# Aero playing with his feather



## xoxsarahxox (Dec 13, 2010)

Haha I caught him playing with his feather Sorry there such crappy photos he wouldnt hold still for me to get a good shot.


----------



## xoxsarahxox (Dec 13, 2010)

also i must say i have toilet paper in my room to clean up Aero poop


----------



## roxy culver (May 27, 2010)

How cute!!!


----------



## xoxsarahxox (Dec 13, 2010)

Thanks every feather he lost today he had to play with it and then hed get mad if i tried to take his feather away


----------



## Belinda (Oct 9, 2010)

Haha, Arnella does this too... she'll hold onto that feather & carry it around with her. She's like a dog with a bone. Aero and Arnie have lots in common


----------



## xoxsarahxox (Dec 13, 2010)

Belinda said:


> Haha, Arnella does this too... she'll hold onto that feather & carry it around with her. She's like a dog with a bone. Aero and Arnie have lots in common


haha they do have lots in common


----------



## lperry82 (Aug 2, 2010)

Ha ha my Lucky is the same  she loves feathers 
I think i have toilet paper every where lol messy they are lol


----------



## beckins (Jul 30, 2010)

What is birds obsession with feathers? lol my two love them too, youd think being covered in them wud mean that their own feathers wudnt fascinate them haha. you twiddle a feather in ur hand n theyre on you XD then they like to run to the edge of my desk and drop them off >.>


----------



## WereAllMadHere (Jan 24, 2011)

lol what cute pictures of Aero! Cindy is the same with feathers, if I try to take them away from her she get's really mad!


----------



## pknight1120 (Feb 9, 2011)

LOL, My babies havent shown much interest yet, but they havent had their first molt yet... Rambo, however, my blue and gold macaw, just went thru his first mold and every time a down feather would float thru the air, he would just stare it at like he was trying to figure out what it was, its funny to watch. He also plays with his .. Needless to say, during a macaw molt, the entire living room is COVERED.


----------



## WereAllMadHere (Jan 24, 2011)

lol I bet it would cover everything! I've always wanted a big parrot but I'm afraid it would hurt or kill a smaller bird.


----------



## mistty002 (Dec 21, 2007)

I think that all birds loves to play with their feathers  My loves too


----------
* * * * *
• _What is required_: Reproduce word for word the portion of the thread about Aero and his feather from "## lperry82 (Aug" up to and including "(Jul 30, 2010)".

(Pointing dataset excerpts)
* * * * *
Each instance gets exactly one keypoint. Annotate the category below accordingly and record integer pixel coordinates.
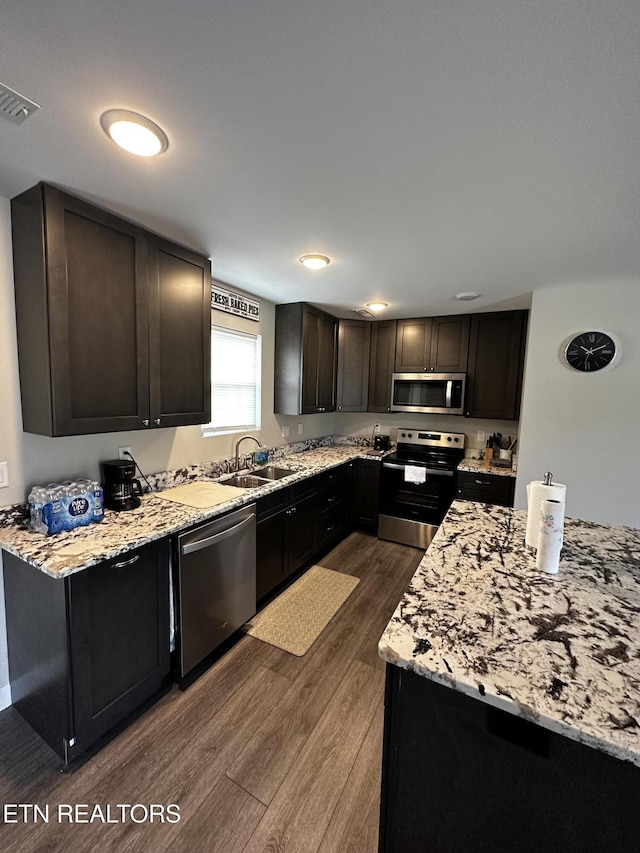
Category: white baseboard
(5, 696)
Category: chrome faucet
(237, 448)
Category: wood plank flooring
(264, 752)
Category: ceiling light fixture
(314, 262)
(135, 133)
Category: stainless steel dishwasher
(216, 583)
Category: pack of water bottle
(65, 506)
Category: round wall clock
(590, 351)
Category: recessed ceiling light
(135, 133)
(314, 262)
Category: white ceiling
(427, 146)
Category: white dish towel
(415, 474)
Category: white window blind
(235, 381)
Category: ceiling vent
(15, 106)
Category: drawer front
(488, 488)
(271, 504)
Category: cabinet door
(119, 638)
(300, 533)
(271, 569)
(449, 344)
(367, 494)
(327, 352)
(82, 316)
(310, 355)
(413, 345)
(496, 360)
(180, 335)
(381, 364)
(353, 365)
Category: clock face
(590, 351)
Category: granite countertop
(561, 650)
(66, 553)
(476, 466)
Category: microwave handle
(449, 393)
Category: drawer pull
(124, 563)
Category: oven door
(425, 502)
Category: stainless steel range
(418, 485)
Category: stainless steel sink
(257, 478)
(272, 472)
(244, 481)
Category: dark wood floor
(265, 751)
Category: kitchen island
(513, 700)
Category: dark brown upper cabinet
(113, 322)
(449, 344)
(305, 360)
(496, 363)
(381, 362)
(353, 365)
(438, 344)
(179, 335)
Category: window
(235, 381)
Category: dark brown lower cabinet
(294, 524)
(459, 775)
(485, 487)
(366, 494)
(88, 650)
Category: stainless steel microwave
(433, 393)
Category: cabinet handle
(126, 562)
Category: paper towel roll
(536, 493)
(550, 536)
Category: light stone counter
(66, 553)
(561, 650)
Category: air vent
(15, 106)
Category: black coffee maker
(119, 484)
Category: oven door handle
(433, 471)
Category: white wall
(584, 427)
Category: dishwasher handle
(218, 537)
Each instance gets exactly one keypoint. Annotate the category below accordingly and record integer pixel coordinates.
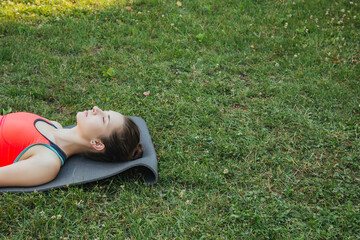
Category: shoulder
(44, 156)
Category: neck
(70, 142)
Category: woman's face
(96, 123)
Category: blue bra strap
(43, 144)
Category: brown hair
(121, 146)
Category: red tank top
(18, 133)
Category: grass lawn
(254, 111)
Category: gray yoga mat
(80, 170)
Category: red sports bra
(18, 133)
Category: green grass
(254, 111)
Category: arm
(57, 125)
(36, 170)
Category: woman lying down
(33, 149)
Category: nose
(96, 110)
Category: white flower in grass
(181, 194)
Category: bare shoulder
(43, 155)
(41, 167)
(57, 125)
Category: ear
* * * * *
• _Worked solution_:
## lperry82 (Aug 2, 2010)

Ha ha my Lucky is the same  she loves feathers 
I think i have toilet paper every where lol messy they are lol


----------



## beckins (Jul 30, 2010)